EXCERPTED TEXT:
_____
Let \(k\) be a real abelian field and let \(p\) be an odd prime that does not split in \(k\). Greenberg’s conjecture predicts that the Iwasawa invariant \(\lambda_p\) of \(k\) is zero. Assuming some further conditions for the pair \((k,p)\), the authors find a necessary and sufficient condition for this to be true. For many classes of abelian fields their criterion can be transformed into a form which involves only rational arithmetic. In particular, such a rational criterion is provided for certain real quadratic fields. For these fields there exist extensive previous calculations of \(\lambda_3\); the authors are able to include some new cases, and they also calculate values of \(\lambda_5\) and \(\lambda_7\).
_____
DATASET:
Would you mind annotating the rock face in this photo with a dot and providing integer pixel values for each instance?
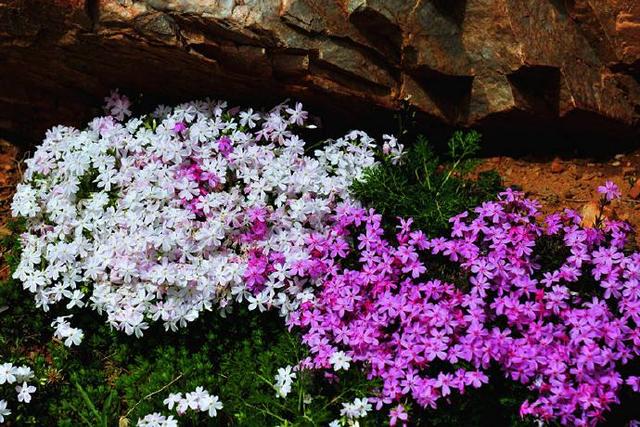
(512, 65)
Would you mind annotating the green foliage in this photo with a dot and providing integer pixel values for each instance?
(426, 187)
(112, 377)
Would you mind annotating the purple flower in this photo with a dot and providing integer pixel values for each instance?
(609, 190)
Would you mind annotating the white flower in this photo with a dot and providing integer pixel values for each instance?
(7, 373)
(356, 409)
(284, 380)
(157, 420)
(4, 411)
(157, 218)
(340, 360)
(172, 400)
(24, 392)
(23, 373)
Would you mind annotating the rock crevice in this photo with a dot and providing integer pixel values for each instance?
(458, 62)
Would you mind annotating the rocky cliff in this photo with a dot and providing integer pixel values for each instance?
(513, 65)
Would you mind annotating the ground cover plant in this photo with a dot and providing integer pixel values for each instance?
(202, 265)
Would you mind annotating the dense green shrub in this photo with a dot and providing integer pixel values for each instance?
(112, 378)
(428, 187)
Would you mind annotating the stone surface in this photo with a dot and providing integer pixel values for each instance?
(533, 67)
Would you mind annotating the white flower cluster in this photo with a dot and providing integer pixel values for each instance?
(64, 331)
(10, 374)
(160, 217)
(284, 380)
(157, 420)
(340, 360)
(199, 400)
(359, 408)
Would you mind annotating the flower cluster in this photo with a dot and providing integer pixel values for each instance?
(160, 217)
(10, 374)
(199, 400)
(64, 331)
(284, 380)
(564, 331)
(157, 420)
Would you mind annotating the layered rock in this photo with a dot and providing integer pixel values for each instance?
(497, 64)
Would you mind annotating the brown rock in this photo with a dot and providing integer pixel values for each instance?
(557, 166)
(634, 193)
(571, 67)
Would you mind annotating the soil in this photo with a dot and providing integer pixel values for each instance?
(558, 183)
(10, 173)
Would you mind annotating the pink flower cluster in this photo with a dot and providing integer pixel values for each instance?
(564, 332)
(202, 182)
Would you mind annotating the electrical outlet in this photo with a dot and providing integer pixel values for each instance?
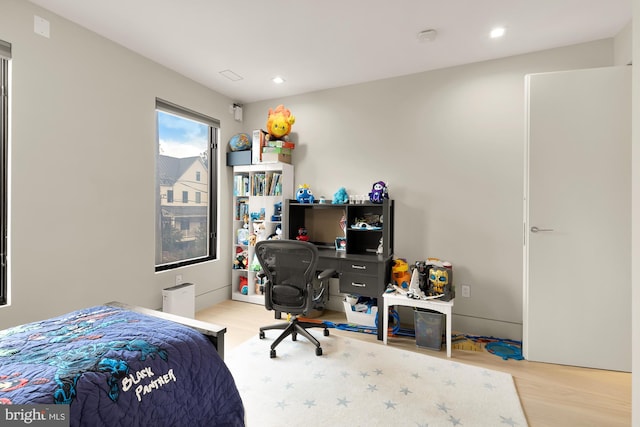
(466, 291)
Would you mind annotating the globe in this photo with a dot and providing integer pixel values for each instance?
(240, 142)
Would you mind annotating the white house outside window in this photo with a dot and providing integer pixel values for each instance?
(185, 165)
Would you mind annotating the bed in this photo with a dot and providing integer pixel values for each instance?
(118, 365)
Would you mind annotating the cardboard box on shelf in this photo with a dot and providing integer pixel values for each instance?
(236, 158)
(276, 157)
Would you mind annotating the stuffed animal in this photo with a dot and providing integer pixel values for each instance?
(302, 234)
(243, 285)
(304, 194)
(277, 235)
(378, 192)
(340, 196)
(400, 273)
(240, 263)
(279, 122)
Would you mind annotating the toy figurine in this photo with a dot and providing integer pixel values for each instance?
(277, 212)
(379, 192)
(435, 278)
(304, 194)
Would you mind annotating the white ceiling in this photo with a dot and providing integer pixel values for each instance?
(320, 44)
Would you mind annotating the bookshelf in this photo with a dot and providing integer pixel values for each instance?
(259, 192)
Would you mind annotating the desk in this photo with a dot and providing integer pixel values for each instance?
(443, 307)
(360, 274)
(361, 269)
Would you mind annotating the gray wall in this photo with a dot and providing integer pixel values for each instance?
(83, 171)
(635, 217)
(450, 144)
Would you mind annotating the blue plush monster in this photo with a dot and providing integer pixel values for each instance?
(378, 192)
(340, 196)
(304, 194)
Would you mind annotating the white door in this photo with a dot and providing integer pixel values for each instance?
(577, 226)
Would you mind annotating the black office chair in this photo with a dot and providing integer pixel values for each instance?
(292, 286)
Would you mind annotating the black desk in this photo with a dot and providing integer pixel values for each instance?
(360, 269)
(360, 274)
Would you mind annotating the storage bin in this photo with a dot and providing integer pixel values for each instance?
(429, 328)
(238, 158)
(359, 317)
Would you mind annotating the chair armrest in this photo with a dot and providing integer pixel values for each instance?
(326, 274)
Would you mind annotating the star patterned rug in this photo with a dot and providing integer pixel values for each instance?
(357, 383)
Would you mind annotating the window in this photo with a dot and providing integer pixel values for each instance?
(5, 57)
(187, 145)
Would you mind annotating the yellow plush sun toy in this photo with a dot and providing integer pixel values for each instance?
(279, 122)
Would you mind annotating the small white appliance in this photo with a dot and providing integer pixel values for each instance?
(180, 300)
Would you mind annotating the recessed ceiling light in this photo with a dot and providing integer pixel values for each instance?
(427, 35)
(231, 75)
(497, 32)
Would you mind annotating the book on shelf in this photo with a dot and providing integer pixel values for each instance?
(241, 185)
(241, 209)
(275, 188)
(279, 144)
(279, 150)
(276, 158)
(258, 141)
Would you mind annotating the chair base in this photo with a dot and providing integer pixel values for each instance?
(293, 328)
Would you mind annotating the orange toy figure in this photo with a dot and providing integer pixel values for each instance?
(279, 122)
(400, 273)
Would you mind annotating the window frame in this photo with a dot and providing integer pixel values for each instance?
(212, 154)
(5, 59)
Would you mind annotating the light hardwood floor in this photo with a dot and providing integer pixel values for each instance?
(551, 395)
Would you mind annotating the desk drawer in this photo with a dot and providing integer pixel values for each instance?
(359, 284)
(360, 267)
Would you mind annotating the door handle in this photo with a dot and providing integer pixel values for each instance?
(535, 229)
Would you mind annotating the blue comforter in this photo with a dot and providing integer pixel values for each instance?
(116, 367)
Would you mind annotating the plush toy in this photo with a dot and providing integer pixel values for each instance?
(378, 192)
(240, 263)
(279, 122)
(277, 235)
(400, 273)
(302, 234)
(243, 286)
(340, 196)
(304, 194)
(260, 231)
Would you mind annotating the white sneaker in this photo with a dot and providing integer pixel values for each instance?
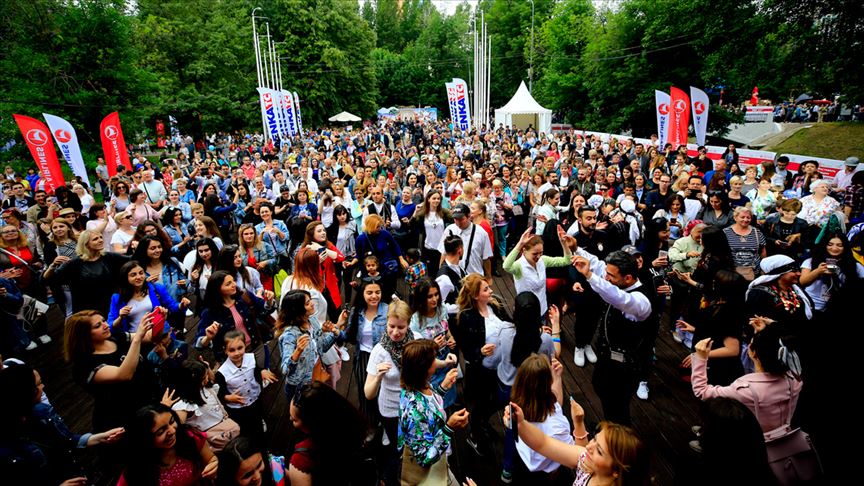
(579, 357)
(589, 354)
(642, 392)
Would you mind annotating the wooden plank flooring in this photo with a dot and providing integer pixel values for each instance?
(663, 421)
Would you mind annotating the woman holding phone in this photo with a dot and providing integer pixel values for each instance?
(139, 299)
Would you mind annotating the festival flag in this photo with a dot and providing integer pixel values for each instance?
(463, 112)
(700, 113)
(36, 134)
(268, 112)
(113, 143)
(661, 105)
(679, 117)
(67, 140)
(299, 119)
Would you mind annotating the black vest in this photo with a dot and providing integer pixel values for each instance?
(617, 333)
(455, 279)
(385, 210)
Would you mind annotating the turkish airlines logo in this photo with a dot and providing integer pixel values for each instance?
(62, 136)
(37, 137)
(111, 132)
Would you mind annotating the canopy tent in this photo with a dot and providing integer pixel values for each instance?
(522, 110)
(344, 117)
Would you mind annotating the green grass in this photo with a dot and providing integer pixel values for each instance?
(830, 140)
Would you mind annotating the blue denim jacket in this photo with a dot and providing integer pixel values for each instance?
(300, 372)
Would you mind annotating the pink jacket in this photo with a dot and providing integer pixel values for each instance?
(778, 395)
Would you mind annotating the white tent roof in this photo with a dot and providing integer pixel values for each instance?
(523, 102)
(344, 117)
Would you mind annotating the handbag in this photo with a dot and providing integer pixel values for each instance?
(320, 373)
(414, 474)
(791, 454)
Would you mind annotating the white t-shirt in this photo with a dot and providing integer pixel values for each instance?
(365, 335)
(388, 394)
(555, 426)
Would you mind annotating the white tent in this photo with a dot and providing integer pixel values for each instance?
(344, 117)
(522, 110)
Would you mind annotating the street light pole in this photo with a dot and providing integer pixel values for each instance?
(531, 58)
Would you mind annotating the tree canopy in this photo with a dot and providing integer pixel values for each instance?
(595, 67)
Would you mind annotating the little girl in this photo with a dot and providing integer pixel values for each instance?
(239, 379)
(416, 268)
(369, 273)
(199, 404)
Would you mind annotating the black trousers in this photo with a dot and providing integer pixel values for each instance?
(481, 384)
(615, 384)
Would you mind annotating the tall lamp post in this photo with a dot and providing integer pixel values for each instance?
(531, 58)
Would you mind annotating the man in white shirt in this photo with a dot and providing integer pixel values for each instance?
(154, 190)
(477, 252)
(843, 178)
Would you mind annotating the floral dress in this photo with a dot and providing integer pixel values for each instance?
(423, 426)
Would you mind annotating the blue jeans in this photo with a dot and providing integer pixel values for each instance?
(509, 439)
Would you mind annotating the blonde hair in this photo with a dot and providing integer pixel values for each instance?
(84, 251)
(372, 222)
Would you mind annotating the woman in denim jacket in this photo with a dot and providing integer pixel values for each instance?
(366, 324)
(302, 339)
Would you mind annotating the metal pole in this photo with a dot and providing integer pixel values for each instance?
(531, 57)
(259, 72)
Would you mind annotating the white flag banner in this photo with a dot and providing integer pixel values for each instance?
(661, 102)
(298, 119)
(451, 101)
(268, 112)
(463, 112)
(699, 104)
(66, 138)
(290, 112)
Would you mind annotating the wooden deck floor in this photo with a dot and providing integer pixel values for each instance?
(663, 421)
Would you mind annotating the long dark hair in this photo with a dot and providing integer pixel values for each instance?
(234, 453)
(527, 318)
(358, 308)
(846, 261)
(142, 467)
(335, 440)
(292, 310)
(214, 253)
(225, 262)
(126, 291)
(213, 295)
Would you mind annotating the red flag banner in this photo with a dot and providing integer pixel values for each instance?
(679, 117)
(41, 146)
(113, 143)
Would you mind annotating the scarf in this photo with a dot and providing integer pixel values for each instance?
(395, 348)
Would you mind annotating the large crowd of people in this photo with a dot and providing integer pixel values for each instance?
(377, 248)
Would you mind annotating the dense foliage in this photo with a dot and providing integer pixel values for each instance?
(596, 64)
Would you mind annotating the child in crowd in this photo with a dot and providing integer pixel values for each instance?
(199, 407)
(371, 271)
(416, 268)
(239, 379)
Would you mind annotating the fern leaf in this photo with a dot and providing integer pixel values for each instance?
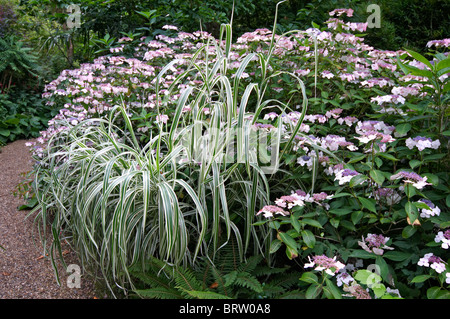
(246, 280)
(206, 295)
(159, 293)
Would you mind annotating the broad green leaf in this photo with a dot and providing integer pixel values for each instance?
(308, 238)
(408, 231)
(357, 180)
(368, 203)
(274, 246)
(288, 240)
(311, 222)
(414, 163)
(313, 291)
(396, 255)
(420, 58)
(387, 156)
(421, 278)
(377, 176)
(411, 211)
(309, 277)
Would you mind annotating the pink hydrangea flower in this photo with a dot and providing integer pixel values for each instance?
(322, 262)
(435, 262)
(374, 243)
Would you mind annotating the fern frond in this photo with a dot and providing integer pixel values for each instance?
(206, 295)
(159, 293)
(246, 280)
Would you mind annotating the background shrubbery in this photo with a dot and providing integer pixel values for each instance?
(361, 126)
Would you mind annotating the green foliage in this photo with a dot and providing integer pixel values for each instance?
(16, 62)
(225, 279)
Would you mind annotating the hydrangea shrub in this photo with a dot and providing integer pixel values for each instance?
(365, 180)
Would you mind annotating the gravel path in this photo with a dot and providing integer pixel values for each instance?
(24, 273)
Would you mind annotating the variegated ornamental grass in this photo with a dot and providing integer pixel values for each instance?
(120, 202)
(338, 150)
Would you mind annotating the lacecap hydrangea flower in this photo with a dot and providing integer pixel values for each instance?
(444, 238)
(374, 243)
(422, 143)
(427, 213)
(322, 262)
(430, 260)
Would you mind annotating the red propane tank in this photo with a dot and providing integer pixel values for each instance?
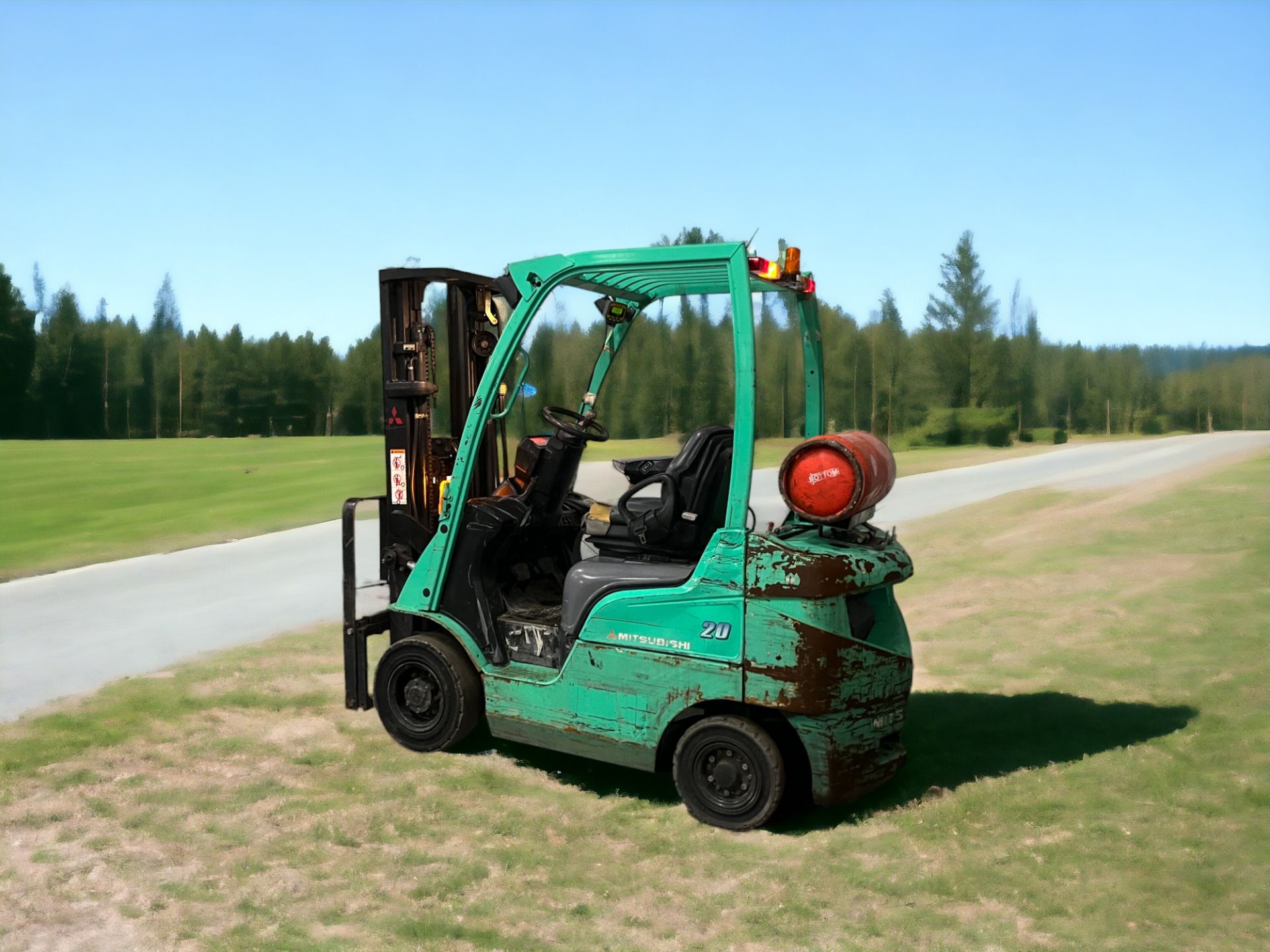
(829, 479)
_____
OBJECTIVE: In two sentences, what does the passage on Greenberg's conjecture say?

EXERCISE OUTPUT: For a real abelian field \(k\) and an odd prime \(p\) that does not split in \(k\), Greenberg's conjecture predicts that the Iwasawa invariant \(\lambda_p\) of \(k\) is zero, and under further conditions on \((k,p)\) the authors find a necessary and sufficient condition for this to hold. For many classes of abelian fields this criterion can be put in a form involving only rational arithmetic, and for certain real quadratic fields such a rational criterion lets the authors add new cases to earlier calculations of \(\lambda_3\) and also calculate values of \(\lambda_5\) and \(\lambda_7\).